START Source extract
By early 2021, when we wrote this introduction, the controversy had not yet been resolved. As a result of the 2020 debates, there had emerged a situation in which two projects were competing at the memorial space at Babyn Yar: the “National Historical Memorial Preserve Babyn Yar,” commissioned by the Ukrainian government and developed by the Institute of History of the National Academy of Sciences of Ukraine; and the above BYHMC project, a private initiative funded by three oligarchs of Ukrainian-Jewish origin, all of whom are residents of the Russian Federation—a factor which further fueled the controversy.
The Babyn Yar memorial controversy, to be sure, is not entirely unique. It should be positioned within the broader context of world-wide debates about the limits and ethics of adequate representation of tragic historic events. In the present Ukrainian situation, the discussion of the idea of dignity in memory politics became even more relevant and urgent through the Euromaidan protests, also called “the Revolution of Dignity.”15 Khrzhanovsky is trying to show, with his methods, that every human being can be stripped of her or his dignity—an aim of his project that he has repeatedly described in interviews. His opponents instead speak about the need to protect human dignity. The new director of the UINP, Anton Drobovych, who had worked with the previous team of the BYHMC project until 2019, i.e., before the arrival of Khrzhanovsky, also mentions dignity as a main theme in his critique of the new BYHMC team’s project.16
The history and memory of Babyn Yar as a major site of the Holocaust is, in a number of ways, also connected to the history and memory of the OUN and UPA. Above all, recent studies have confirmed earlier allegations concerning Ukrainian ultra-nationalist collaboration with the Nazis that included certain Ukrainians’ participation in the extermination of Ukraine’s Jews.17 A number of scholarly papers and books published in recent years have detailed and/or summarized partly already known and partly only recently documented episodes in which OUN members and subunits participated in the Holocaust.18
At the same time, a whole number of Ukrainian nationalists were killed by the Nazis and some were buried in the Babyn Yar ravine, together with other victims of German mass murder. Among the twenty-five monuments and memorial signs currently located at Babyn Yar, there is thus also a monumental cross in memory of 621 members of the OUN killed by the Nazis and buried in the ravine as well as a separate monument to Olena Teliha, a poet and OUN leader killed by the Nazis and buried in Babyn Yar in 1942. These instances illustrate that commemoration and discussions of the events of World War II in Ukraine can often not help but to, in one way or another, include and touch upon certain aspects of the history of the OUN and UPA. This recurring circumstance is one of the reasons why we are continuing the present series of special sections dedicated to the history and memory of the OUN and UPA.
END Source extract
Required tasks.
(a) List every person the Babyn Yar passage mentions by name.
(b) In the Babyn Yar passage, retype everything from "By early 2021, when" down to "fueled the controversy.".
The items after this point are separate material and do not belong to the Babyn Yar passage.
START Recorded data
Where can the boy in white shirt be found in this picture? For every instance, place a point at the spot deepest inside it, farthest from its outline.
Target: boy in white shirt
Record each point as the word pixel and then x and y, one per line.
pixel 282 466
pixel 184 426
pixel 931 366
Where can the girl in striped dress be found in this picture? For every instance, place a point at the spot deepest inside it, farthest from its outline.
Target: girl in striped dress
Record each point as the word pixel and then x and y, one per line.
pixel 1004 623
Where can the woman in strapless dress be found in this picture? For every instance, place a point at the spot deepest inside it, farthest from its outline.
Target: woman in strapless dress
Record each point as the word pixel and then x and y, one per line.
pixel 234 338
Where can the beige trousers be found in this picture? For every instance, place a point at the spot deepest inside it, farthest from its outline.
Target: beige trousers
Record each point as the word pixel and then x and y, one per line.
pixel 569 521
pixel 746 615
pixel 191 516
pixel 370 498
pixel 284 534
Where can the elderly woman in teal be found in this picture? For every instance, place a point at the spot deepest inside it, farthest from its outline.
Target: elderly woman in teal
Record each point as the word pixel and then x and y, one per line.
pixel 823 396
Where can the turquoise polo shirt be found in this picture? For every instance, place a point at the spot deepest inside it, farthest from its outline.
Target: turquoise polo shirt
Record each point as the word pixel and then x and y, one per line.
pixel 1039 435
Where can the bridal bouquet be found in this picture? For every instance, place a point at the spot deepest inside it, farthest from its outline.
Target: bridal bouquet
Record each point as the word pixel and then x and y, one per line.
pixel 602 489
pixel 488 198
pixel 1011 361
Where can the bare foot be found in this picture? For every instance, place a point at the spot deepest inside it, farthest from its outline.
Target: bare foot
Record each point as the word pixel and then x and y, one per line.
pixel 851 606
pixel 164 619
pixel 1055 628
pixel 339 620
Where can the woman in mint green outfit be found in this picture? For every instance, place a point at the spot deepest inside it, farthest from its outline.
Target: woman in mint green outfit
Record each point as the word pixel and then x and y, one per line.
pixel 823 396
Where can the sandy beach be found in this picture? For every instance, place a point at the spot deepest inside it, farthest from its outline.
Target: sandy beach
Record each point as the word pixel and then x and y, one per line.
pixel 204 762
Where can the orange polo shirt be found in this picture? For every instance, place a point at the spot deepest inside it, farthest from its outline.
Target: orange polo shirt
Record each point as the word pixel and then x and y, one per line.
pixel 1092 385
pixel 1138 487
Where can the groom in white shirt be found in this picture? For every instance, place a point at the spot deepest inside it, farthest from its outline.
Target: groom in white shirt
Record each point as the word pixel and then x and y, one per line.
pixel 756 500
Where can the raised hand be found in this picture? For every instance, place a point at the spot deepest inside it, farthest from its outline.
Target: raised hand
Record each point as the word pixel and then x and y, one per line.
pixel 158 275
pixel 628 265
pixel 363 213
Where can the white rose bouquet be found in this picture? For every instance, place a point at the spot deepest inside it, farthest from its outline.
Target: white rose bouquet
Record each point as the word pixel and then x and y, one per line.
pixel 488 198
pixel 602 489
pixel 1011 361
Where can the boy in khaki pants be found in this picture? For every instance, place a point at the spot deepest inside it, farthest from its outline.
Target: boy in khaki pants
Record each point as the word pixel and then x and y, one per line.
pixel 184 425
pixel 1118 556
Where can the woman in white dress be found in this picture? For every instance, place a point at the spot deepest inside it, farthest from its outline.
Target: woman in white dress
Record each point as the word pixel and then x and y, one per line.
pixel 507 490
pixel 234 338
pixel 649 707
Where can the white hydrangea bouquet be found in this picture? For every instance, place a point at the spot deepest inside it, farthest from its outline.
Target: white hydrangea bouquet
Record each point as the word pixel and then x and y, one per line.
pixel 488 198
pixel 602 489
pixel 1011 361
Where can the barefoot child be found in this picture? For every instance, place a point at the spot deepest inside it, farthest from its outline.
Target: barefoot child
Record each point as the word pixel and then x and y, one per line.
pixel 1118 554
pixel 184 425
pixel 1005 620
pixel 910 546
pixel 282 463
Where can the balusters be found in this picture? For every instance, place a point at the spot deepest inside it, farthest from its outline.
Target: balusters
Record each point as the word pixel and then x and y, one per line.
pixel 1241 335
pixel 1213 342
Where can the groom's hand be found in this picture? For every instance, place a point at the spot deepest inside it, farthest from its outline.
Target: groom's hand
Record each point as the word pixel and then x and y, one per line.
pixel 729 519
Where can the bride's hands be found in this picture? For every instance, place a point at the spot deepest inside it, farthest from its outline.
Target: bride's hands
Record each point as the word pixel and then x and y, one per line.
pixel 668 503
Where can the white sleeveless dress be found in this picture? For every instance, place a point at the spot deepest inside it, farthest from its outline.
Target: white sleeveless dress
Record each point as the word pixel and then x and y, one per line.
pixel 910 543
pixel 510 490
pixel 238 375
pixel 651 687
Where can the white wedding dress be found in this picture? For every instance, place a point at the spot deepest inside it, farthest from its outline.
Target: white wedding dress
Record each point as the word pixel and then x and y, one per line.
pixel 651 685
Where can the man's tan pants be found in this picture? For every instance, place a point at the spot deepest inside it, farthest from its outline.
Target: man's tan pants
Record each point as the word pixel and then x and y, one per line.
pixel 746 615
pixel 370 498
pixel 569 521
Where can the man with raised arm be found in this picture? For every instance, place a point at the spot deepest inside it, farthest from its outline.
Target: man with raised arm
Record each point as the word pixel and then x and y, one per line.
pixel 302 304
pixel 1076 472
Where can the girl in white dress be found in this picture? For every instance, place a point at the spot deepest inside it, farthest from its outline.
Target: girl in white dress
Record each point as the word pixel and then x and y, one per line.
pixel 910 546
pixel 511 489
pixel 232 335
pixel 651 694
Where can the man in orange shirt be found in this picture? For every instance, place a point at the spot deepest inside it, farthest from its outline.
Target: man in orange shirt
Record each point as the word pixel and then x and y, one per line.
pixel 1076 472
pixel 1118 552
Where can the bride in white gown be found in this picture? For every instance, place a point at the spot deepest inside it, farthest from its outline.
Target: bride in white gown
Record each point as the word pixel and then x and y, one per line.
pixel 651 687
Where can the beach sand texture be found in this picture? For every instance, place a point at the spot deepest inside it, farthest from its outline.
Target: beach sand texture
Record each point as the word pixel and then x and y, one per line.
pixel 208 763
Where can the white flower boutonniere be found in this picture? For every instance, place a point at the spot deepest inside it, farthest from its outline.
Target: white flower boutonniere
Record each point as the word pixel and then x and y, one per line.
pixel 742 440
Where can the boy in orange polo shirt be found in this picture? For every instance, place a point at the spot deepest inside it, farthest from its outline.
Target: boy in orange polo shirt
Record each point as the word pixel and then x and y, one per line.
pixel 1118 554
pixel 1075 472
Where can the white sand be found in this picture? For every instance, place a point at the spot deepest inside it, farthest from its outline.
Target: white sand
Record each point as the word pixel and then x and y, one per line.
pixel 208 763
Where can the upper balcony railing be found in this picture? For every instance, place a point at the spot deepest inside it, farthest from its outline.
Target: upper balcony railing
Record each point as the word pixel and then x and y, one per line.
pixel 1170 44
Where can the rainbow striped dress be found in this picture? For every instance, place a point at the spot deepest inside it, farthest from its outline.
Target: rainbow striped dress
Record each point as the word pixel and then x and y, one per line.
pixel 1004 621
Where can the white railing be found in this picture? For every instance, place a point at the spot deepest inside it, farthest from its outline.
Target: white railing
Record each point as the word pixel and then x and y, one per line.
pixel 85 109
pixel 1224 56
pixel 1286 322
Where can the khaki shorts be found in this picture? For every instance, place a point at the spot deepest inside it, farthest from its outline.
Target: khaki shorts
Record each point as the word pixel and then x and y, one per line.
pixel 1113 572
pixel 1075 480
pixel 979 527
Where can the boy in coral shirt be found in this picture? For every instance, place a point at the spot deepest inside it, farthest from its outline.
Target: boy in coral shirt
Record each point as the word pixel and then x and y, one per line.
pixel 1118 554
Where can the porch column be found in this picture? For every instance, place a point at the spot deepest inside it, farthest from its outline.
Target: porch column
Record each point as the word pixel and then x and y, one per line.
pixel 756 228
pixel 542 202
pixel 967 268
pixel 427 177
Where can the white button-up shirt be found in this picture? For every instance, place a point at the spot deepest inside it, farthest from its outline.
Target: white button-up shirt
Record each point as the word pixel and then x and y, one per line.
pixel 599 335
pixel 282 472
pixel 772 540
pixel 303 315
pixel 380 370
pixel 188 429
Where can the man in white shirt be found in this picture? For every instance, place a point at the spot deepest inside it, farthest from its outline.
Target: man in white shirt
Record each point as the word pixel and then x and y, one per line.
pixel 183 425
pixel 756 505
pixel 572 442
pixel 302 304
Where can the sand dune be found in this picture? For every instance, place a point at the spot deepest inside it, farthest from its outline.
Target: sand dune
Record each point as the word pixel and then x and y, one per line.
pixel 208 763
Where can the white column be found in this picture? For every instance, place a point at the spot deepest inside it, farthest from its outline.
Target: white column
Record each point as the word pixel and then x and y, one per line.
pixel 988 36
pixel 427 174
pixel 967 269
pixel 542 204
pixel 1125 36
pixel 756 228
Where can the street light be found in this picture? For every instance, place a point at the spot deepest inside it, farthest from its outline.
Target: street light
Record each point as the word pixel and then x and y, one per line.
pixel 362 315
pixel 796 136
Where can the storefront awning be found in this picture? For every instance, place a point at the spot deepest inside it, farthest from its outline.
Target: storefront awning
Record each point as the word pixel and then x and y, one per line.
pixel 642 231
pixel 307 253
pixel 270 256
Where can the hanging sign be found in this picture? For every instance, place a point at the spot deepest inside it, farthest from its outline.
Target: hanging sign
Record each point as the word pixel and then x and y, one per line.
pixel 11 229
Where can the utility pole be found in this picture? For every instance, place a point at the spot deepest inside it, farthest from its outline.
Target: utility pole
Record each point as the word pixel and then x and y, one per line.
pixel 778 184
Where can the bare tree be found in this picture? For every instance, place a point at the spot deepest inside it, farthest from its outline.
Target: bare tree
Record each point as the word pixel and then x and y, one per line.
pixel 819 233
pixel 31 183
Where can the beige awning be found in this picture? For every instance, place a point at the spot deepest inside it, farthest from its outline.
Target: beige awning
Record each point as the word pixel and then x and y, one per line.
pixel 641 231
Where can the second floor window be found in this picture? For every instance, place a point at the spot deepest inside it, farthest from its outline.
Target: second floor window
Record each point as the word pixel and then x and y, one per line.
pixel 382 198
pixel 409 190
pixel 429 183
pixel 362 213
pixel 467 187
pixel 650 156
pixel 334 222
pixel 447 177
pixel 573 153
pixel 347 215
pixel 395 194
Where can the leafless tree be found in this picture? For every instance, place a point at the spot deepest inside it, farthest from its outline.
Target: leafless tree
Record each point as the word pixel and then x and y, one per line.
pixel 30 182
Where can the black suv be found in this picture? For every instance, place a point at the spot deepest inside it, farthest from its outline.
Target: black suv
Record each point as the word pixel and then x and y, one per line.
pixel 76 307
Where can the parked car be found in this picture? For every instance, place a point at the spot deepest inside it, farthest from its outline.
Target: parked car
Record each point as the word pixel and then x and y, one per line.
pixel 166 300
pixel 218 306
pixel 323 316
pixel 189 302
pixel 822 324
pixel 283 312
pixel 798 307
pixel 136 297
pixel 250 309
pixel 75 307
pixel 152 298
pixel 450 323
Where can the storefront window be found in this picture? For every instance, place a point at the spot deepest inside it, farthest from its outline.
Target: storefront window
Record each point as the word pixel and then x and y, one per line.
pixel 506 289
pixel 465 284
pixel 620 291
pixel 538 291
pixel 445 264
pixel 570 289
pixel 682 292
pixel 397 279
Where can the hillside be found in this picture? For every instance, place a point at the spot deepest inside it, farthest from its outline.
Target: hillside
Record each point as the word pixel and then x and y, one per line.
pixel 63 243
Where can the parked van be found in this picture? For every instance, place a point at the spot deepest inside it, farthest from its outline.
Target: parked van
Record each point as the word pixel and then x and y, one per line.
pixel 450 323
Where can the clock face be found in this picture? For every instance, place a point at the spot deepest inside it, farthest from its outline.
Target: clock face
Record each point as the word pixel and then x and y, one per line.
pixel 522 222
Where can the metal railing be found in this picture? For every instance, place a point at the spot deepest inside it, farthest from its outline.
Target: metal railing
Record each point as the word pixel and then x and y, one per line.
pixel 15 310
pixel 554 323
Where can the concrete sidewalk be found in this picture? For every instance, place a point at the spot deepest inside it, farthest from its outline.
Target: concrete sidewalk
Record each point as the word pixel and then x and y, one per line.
END Recorded data
Answers by item number.
(a) Khrzhanovsky, Anton Drobovych, Olena Teliha

(b)
By early 2021, when we wrote this introduction, the controversy had not yet been resolved. As a result of the 2020 debates, there had emerged a situation in which two projects were competing at the memorial space at Babyn Yar: the “National Historical Memorial Preserve Babyn Yar,” commissioned by the Ukrainian government and developed by the Institute of History of the National Academy of Sciences of Ukraine; and the above BYHMC project, a private initiative funded by three oligarchs of Ukrainian-Jewish origin, all of whom are residents of the Russian Federation—a factor which further fueled the controversy.